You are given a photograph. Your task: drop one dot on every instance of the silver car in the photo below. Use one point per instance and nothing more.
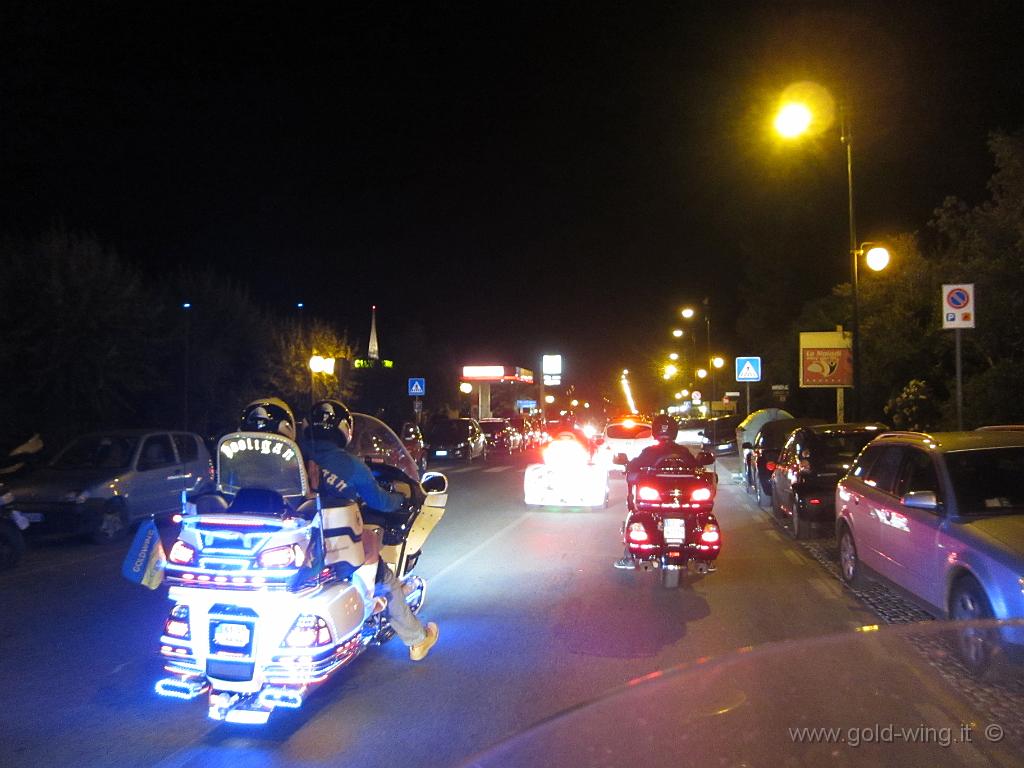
(942, 517)
(100, 483)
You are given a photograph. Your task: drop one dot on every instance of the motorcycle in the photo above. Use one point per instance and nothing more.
(270, 593)
(670, 522)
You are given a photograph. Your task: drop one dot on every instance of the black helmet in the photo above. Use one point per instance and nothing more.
(268, 415)
(664, 427)
(330, 420)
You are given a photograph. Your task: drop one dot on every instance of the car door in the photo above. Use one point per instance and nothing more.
(157, 482)
(870, 487)
(786, 473)
(908, 534)
(193, 464)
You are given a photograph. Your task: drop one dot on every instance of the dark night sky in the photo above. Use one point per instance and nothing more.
(517, 177)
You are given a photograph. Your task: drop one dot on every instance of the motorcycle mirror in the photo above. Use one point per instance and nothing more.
(434, 482)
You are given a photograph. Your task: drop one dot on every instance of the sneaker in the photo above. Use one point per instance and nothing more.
(419, 651)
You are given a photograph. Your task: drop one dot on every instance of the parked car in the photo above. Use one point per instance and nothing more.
(764, 454)
(101, 483)
(501, 435)
(457, 438)
(812, 461)
(412, 438)
(941, 516)
(628, 436)
(719, 435)
(748, 430)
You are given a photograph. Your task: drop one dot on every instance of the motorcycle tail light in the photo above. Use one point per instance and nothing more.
(308, 632)
(282, 557)
(648, 494)
(710, 534)
(638, 532)
(700, 495)
(177, 623)
(181, 553)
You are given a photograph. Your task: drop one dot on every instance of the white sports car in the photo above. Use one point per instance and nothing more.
(567, 477)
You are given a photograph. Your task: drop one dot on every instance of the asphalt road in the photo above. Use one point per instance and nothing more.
(532, 617)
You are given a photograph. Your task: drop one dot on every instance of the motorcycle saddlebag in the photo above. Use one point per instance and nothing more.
(343, 536)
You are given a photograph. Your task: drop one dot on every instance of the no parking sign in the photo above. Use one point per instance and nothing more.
(957, 305)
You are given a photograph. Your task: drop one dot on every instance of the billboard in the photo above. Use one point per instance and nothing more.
(825, 359)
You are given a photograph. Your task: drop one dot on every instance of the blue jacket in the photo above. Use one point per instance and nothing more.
(346, 477)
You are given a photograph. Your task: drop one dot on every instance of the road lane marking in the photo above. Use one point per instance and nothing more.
(485, 543)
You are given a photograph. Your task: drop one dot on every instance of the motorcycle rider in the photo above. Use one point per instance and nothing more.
(664, 428)
(268, 415)
(346, 477)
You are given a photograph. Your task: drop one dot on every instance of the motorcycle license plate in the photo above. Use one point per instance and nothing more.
(231, 635)
(675, 528)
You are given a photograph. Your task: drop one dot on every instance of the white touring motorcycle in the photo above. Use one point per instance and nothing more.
(270, 592)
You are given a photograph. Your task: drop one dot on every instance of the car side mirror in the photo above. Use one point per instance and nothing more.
(921, 500)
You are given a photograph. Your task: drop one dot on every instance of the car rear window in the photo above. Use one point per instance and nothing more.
(987, 481)
(624, 432)
(187, 450)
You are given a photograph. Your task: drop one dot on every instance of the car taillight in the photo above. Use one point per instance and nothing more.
(638, 532)
(308, 632)
(177, 623)
(700, 495)
(647, 494)
(181, 553)
(282, 557)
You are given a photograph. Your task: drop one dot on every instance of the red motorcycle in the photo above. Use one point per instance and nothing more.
------------------------------
Quote in full the listing given above; the images are to be left out.

You are given a photograph. Your task: drop one dot on every instance of the silver car in the photo below. Use one point per instance and nothing more.
(942, 517)
(100, 483)
You are given a photograph. Your task: drop one dot on every instance of the motorcycle in the photo above. Use one point per instance and nothing more.
(270, 593)
(670, 522)
You are given a photograph. Your task: drop one dot on every instance of the black helmet in the photo above. Use one point per instance and nothing more.
(268, 415)
(664, 427)
(330, 420)
You are given a photograph. Your task: drop one dot on every instance of the car door in the photo above. Use one point per instance and nothing more.
(157, 482)
(870, 487)
(786, 473)
(908, 534)
(193, 464)
You are given a photograph. Your task: drop one dot on every instance of the dark night sky in the photo above. Use one point per instance and nothing more.
(517, 177)
You are given a photograph. Your task: drop one dot on every instance of the motorcycle mirror in the photo above. Use one point per instance and nothing more.
(434, 482)
You are given a photograph. Your task: drop one dot on every instance of the sneaker in the photo above. Use one point per instance and nothing more.
(419, 651)
You are given a photograph. Your task: drop one dot on every instance of the parked car in the photo above. Use one point per instance and nothing more.
(764, 454)
(101, 483)
(501, 435)
(457, 438)
(812, 461)
(412, 438)
(941, 516)
(628, 436)
(719, 435)
(748, 430)
You are given a photograph. Your task: drop one dot on every instance of the motorcycle tail light in the photo above. Use one point per instance and nothing more.
(308, 632)
(282, 557)
(648, 494)
(710, 534)
(638, 532)
(700, 495)
(177, 623)
(181, 553)
You are given a photograph. Your task: drop one dot on every instance of the white sports car in the photo above. Use one point per instance and nothing more.
(567, 477)
You are given a photograph. Your task: drop one dot on every instance of the asphalt road in the photo above. Use one point per instance and nothing more.
(532, 617)
You are given a photograph. Your task: drop one dot on every instance of the motorcycle saddlebag in the photo above. Use one point per instance and nothing more.
(343, 536)
You are given a photograph. Your task: drop one dot on every instance of the no parking sign in the photo above. Use one point per instance and nothing more.
(957, 305)
You are given a photograph. Your task: drop one dot on every instance of the billboard in the photo above. Use one point per instance and nothing more.
(825, 359)
You are given a photograph. Your task: drop one dot on every instance of the blue jacket in the photo above. Use one point per instance and nothing more.
(346, 477)
You are given a photograph. Your task: drop one dot on every instance of the road lane marking in the photo above. Use one point per instance and nothing more.
(485, 543)
You are given a photograph. Your task: drop one dot on every instance of the motorcycle rider in the photo above. Use one point per instance and nothing more.
(664, 428)
(268, 415)
(346, 477)
You are given a photograph. Your task: drop one dot on every instance of the motorcycle license plate in the photo above. Use one point per instance and nothing more.
(231, 635)
(675, 528)
You are given a photograph. Your task: drop one dot on every instance of the white touring motorcycle in the photo above. Use one point per instance and nothing more.
(270, 592)
You are given a photograph. Your task: drop one dot on every instance of the car side mirror in the photo above. Use one point per instance and nothing more.
(921, 500)
You are given a photograph. Your task: drop one dot on every instance of the car rear window in the photo above. Use one point per instance and nothing more.
(987, 481)
(624, 432)
(187, 450)
You are given a photograph. Your task: drop one dot on every instance of the car taillight in the photo above. Use one point per instance and nothing more.
(638, 532)
(308, 632)
(177, 623)
(700, 495)
(647, 494)
(181, 553)
(282, 557)
You are given a photograph. Your task: drop one dot on every instance of the red motorcycle in the photo above. Use one point per instance and nothing more.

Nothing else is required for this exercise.